Closed jyggen closed 1 year ago
There is an additional repro on #19060.
gist with debug logs for pants check
. A lot of paths are redacted, so let me know if this complicates debugging and I'll look into anonymizing them somehow instead.
I looked at the additional gist and the relevant Process
invocations are in that log. I don't see any processes invocations with a long list of arguments though because at least for the compile steps those processes are passing the source filenames via a file and just referencing the file in the command-line arguments.
I wonder what the source of the size of the huge processes are.
@stuhood: Any suggestions how to dig further here? Are process instances or results cached somewhere by the engine?
It may also be worth running a memory profiler to see where exactly these "process" allocations are occurring. https://github.com/KDE/heaptrack was useful to me at one point.
@stuhood: Any suggestions how to dig further here? Are process instances or results cached somewhere by the engine?
Yes: the Process
struct is cached as a Node
in the graph. If it is large, then our memory usage will be higher.
I expect that the next step would be taking advantage of the DeepSizeOf
trait that is peppered around the codebase (including on Process
and all of its transitively referenced types), to figure out what part of the Process
es from #19060 are large.
@jyggen's repro from the description is slightly different: both scandir
and paths
are pretty clearly suffering from path duplication (and taking up 65% of memory). We've solved that problem for DirectoryDigest
by switching to DigestTrie
, but we're not currently using a trie for those structures.
The connection between #19060 and this issue might be that the Args
list for some processes contain many paths (which are then additionally duplicates of other scandir
and paths
), but that would need confirmation using DeepSizeOf
.
We've solved that problem for
DirectoryDigest
by switching toDigestTrie
, but we're not currently using a trie for those structures.
▬▬▬▬▬▬
**Task requirements:**
1. According to the issue thread, how is the Process struct cached?
2. Transcribe the issue thread from "I looked at" to "the command-line arguments.".
3. List every codebase name that the issue thread mentions, such as struct, trait, or structure names.
The data placed after this thread are not needed.

**Information provided:**
▬▬▬▬▬▬
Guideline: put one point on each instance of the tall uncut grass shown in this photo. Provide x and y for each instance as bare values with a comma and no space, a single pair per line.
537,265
▬▬▬▬▬▬
**Worked answers:**
1. It is cached as a Node in the graph.

2.
I looked at the additional gist and the relevant Process
invocations are in that log. I don't see any processes invocations with a long list of arguments though because at least for the compile steps those processes are passing the source filenames via a file and just referencing the file in the command-line arguments.

3. Process, Node, DeepSizeOf, scandir, paths, DirectoryDigest, DigestTrie, Args